EXERCISE
Format the records from the start through the line containing "[[418, 79]]" as a Markdown table with the columns Row and Line, numbering each line. Skip blank lines and leave the pictures out.

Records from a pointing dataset
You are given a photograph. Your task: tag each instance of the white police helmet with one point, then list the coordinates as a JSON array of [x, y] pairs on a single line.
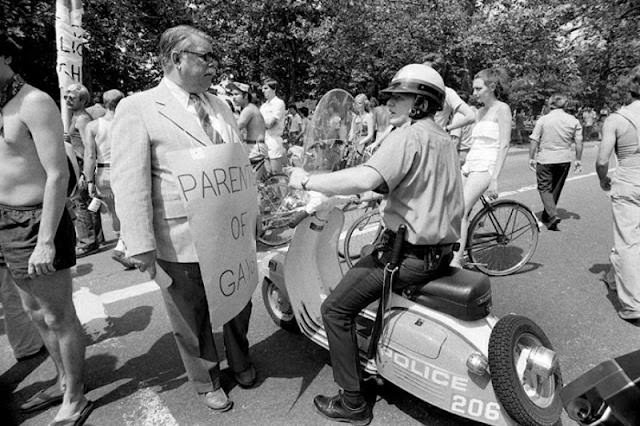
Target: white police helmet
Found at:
[[418, 79]]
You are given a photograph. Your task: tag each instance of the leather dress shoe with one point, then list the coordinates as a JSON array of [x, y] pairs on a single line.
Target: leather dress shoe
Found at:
[[86, 251], [246, 378], [334, 408], [552, 225], [217, 400], [119, 257]]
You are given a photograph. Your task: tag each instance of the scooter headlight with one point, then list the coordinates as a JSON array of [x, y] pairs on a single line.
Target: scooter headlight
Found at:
[[478, 364]]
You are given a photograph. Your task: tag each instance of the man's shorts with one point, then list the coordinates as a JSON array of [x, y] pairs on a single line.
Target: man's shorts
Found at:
[[275, 148], [18, 236]]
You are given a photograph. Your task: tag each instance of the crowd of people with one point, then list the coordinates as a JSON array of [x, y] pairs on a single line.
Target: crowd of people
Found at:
[[428, 151]]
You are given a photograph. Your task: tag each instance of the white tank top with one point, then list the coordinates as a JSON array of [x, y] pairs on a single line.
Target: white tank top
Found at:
[[103, 144], [483, 154]]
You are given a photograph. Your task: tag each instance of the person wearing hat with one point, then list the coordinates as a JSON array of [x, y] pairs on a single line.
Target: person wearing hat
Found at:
[[251, 125], [416, 168]]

TASK OUTPUT
| Row | Line |
|---|---|
| 1 | You are given a photograph. Your task: tag each instance of the white police helmet with one point, then list the coordinates as a JSON array of [x, y] pairs on a single line. |
| 2 | Target: white police helmet |
| 3 | Found at: |
| 4 | [[418, 79]] |